### INSTRUCTION
Please count the lines in the listing that contain the word "Identify", matching case exactly, and give only the number.

begin DATASET ENTRIES

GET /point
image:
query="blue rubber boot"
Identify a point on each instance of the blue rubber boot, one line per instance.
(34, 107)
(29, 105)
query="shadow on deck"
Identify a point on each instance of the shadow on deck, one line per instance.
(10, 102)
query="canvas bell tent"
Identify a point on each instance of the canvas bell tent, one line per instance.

end DATASET ENTRIES
begin DATASET ENTRIES

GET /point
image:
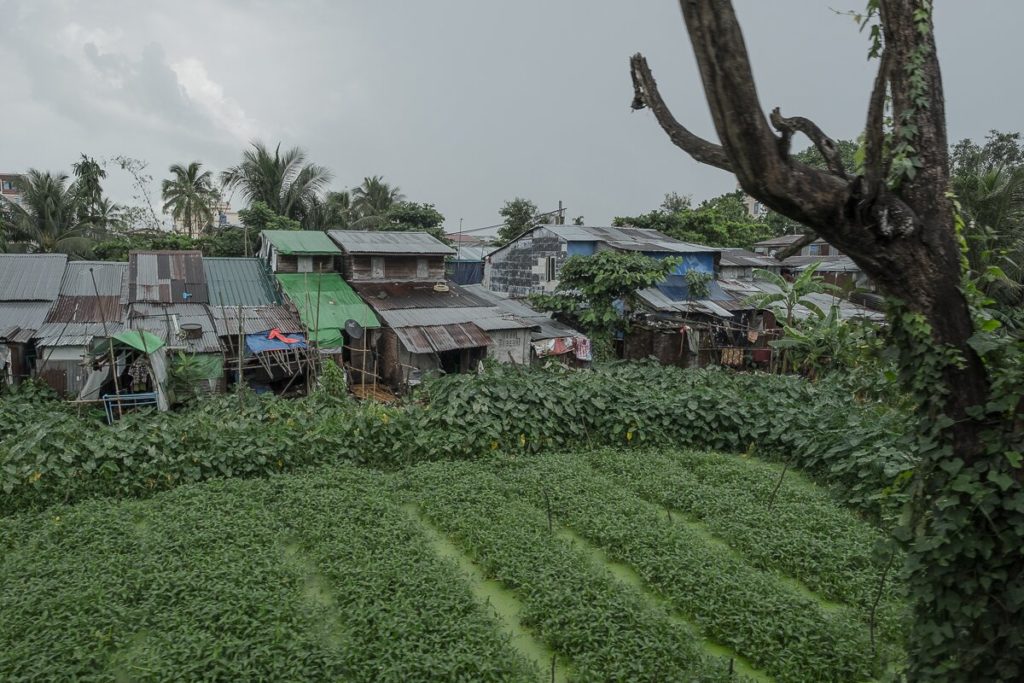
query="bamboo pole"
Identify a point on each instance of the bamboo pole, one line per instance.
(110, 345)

end DATASET ENTRIES

### WRITTEN RESPONSE
4